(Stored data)
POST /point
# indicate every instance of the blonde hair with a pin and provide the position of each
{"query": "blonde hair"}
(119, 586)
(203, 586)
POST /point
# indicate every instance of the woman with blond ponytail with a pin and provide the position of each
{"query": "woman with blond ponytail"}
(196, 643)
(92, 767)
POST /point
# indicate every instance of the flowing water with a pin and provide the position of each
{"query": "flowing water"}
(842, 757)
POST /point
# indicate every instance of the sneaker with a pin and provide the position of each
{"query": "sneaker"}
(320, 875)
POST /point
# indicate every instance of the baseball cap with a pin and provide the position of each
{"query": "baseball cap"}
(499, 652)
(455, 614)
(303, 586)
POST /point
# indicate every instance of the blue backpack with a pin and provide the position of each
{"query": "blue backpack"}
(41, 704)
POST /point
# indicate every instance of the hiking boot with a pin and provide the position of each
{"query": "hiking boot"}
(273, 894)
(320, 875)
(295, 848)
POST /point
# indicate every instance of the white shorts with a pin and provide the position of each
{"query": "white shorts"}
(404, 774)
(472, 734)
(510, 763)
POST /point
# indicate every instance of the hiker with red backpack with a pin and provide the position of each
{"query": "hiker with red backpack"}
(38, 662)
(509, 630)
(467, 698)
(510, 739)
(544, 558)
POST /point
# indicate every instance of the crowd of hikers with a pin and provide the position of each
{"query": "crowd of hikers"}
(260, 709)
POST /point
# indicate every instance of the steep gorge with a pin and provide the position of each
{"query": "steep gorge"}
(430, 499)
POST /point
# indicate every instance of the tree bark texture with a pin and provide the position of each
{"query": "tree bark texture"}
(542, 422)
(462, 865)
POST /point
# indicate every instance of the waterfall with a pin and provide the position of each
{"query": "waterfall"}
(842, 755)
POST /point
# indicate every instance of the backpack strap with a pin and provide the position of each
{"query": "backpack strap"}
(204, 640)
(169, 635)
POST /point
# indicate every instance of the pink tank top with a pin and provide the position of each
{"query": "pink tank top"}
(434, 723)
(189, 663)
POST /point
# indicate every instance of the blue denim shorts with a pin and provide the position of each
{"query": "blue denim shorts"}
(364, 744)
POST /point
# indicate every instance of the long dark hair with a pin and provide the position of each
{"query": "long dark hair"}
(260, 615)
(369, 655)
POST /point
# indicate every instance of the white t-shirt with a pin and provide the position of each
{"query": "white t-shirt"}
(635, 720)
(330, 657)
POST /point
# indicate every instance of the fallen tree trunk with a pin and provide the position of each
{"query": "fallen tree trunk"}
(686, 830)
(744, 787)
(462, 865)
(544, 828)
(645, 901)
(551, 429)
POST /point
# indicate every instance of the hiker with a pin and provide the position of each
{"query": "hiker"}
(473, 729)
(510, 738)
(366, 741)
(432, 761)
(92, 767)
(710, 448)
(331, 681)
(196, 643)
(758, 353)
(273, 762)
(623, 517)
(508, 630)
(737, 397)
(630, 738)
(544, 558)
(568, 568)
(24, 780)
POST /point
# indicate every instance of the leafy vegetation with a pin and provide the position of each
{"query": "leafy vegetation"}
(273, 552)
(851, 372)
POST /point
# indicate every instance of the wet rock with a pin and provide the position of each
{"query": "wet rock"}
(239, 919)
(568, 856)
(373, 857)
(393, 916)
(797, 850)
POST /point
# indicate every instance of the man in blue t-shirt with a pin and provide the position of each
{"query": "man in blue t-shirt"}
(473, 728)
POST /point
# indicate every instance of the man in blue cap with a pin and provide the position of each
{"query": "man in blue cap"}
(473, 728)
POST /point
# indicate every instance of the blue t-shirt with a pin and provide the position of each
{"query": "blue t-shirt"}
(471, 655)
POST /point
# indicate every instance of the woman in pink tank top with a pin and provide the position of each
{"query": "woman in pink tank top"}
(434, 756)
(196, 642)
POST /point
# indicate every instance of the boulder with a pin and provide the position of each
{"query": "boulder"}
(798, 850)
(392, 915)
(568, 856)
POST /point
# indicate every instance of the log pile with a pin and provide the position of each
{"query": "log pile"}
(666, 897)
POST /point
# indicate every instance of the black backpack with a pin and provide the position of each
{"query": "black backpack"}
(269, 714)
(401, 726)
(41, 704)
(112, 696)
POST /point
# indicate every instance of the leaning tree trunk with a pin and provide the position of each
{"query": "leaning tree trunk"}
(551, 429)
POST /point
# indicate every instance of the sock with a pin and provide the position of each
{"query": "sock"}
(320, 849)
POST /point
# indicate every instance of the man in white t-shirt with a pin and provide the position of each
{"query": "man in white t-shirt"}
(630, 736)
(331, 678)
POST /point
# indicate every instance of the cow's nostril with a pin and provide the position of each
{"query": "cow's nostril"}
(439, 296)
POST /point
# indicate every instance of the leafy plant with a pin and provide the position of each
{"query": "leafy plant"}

[WHAT IS ASKED] Write all of the records out again exactly.

[ANSWER TO THIS TASK]
POST /point
# indicate every instance of the blonde hair with a pin and provide the position of each
{"query": "blonde hair"}
(119, 586)
(203, 586)
POST /point
# indicate every instance of the woman with blond ponytail with a pin and provide the position of each
{"query": "woman with blond ponytail"}
(196, 643)
(92, 767)
POST /point
# indicate every instance of the flowing water with a pin and provide the position of each
{"query": "flowing water"}
(842, 757)
POST /point
# indicate every instance of the sneaker with a pin and provide the position of each
{"query": "sneaker"}
(320, 875)
POST /point
# indicate every instance of the baseball cap with a pin and provide the position of each
{"query": "baseball cap"}
(499, 652)
(455, 614)
(303, 586)
POST /point
# indicate every instance of the blue backpack with a pin and provide the position of each
{"query": "blue backpack"}
(41, 704)
POST /point
# indicate every instance of the hiking boot with a pin and provide the position of each
{"query": "hiking boot"}
(273, 894)
(320, 875)
(295, 848)
POST /point
# indicate every instance of the white shorts with a pin and provide the position of each
{"query": "white shorts"}
(404, 774)
(472, 734)
(510, 763)
POST /point
# indicate every instance of the hiker with red backpack with a pin and provide the position of each
{"query": "hiker with red backpack"}
(38, 662)
(509, 630)
(467, 698)
(510, 739)
(544, 558)
POST /point
# indicate every instance of the crowd of hikers with a pin and provide the position of each
{"query": "crowd of hikers"}
(260, 709)
POST /point
# indicate every instance of the steep gorge with a pin and provide the position of each
{"query": "steep gorge"}
(430, 499)
POST /point
# indicate every instance of the tree bark texture with a pin and provide the position of each
{"query": "tree bark texture"}
(542, 422)
(462, 865)
POST /point
# indicate every instance of the waterfall with a pin and provide the position of each
{"query": "waterfall"}
(842, 755)
POST /point
# indicate every instance of the backpack strap with a pin and provide the position of each
{"query": "backpack strap"}
(204, 640)
(169, 635)
POST /point
# indicate every instance of the pink tank top with a pin and provide the position of each
{"query": "pink tank top"}
(434, 723)
(189, 663)
POST /point
# indicate every instance of the blue denim shorts with a pin and provide the position of each
{"query": "blue denim shorts"}
(364, 744)
POST /point
# indicate every instance of the long dark hair with a pin and provide the position of each
{"query": "long dark hair"}
(260, 615)
(369, 655)
POST /point
# indicate every instance of the white t-shirt with a pin and provide the position of each
{"query": "white t-shirt"}
(635, 720)
(330, 657)
POST /point
# indicate every instance of the fallen tree trunk with a pin and provide the position of each
{"query": "fallen tree trunk"}
(686, 830)
(744, 787)
(462, 865)
(544, 828)
(645, 901)
(551, 429)
POST /point
# indicate every instance of the hiker with a pin and provide the position of each
{"query": "hiker"}
(473, 729)
(510, 738)
(366, 741)
(432, 761)
(92, 767)
(710, 448)
(331, 681)
(196, 643)
(758, 353)
(273, 762)
(623, 517)
(508, 630)
(737, 397)
(630, 738)
(544, 558)
(568, 568)
(24, 780)
POST /point
# indicate every instance of the leafy vegetation with a pin and provide the position of each
{"query": "leafy vegetation"}
(273, 552)
(851, 372)
POST /point
# indicate every instance of the wet rock with a pin and provide the position of each
{"query": "wet rock"}
(239, 919)
(568, 856)
(373, 857)
(393, 916)
(797, 850)
POST /point
# indicate every instance of the man in blue t-shirt with a pin and provide the position of each
{"query": "man in blue t-shirt"}
(473, 728)
POST /point
# indicate every instance of the man in blue cap with a pin and provide the position of each
{"query": "man in blue cap"}
(473, 728)
POST /point
# indicate every instance of the blue t-shirt with a pin and provide the position of each
{"query": "blue t-shirt"}
(471, 655)
POST /point
# indicate every instance of the woman in pink tank top with a pin and provide the position of each
{"query": "woman in pink tank top"}
(434, 756)
(196, 642)
POST /point
# indicate every instance of the boulder with a pin and provide the position of each
{"query": "boulder"}
(798, 850)
(392, 915)
(568, 856)
POST /point
# indicate every instance of the log pile with a pin and provide the position of each
{"query": "log pile"}
(666, 897)
POST /point
# indicate every instance of the black backpack with a pin and provide the position of each
{"query": "black backpack"}
(269, 714)
(401, 726)
(41, 704)
(112, 696)
POST /point
# indicate every instance of the leaning tree trunk with a pin and provide the position of each
{"query": "leaning tree trunk"}
(551, 429)
POST /point
# indicate every instance of the sock with a pin and provide the position of each
{"query": "sock"}
(320, 849)
POST /point
# indicate every instance of the man in white t-shirt with a pin and provide the position of each
{"query": "man in white t-shirt"}
(630, 736)
(331, 678)
POST /point
# indicate every instance of the cow's nostril with a pin and provide the position of each
{"query": "cow's nostril"}
(439, 296)
POST /point
# indicate every instance of the leafy plant with a pin and provide the position of each
{"query": "leafy plant"}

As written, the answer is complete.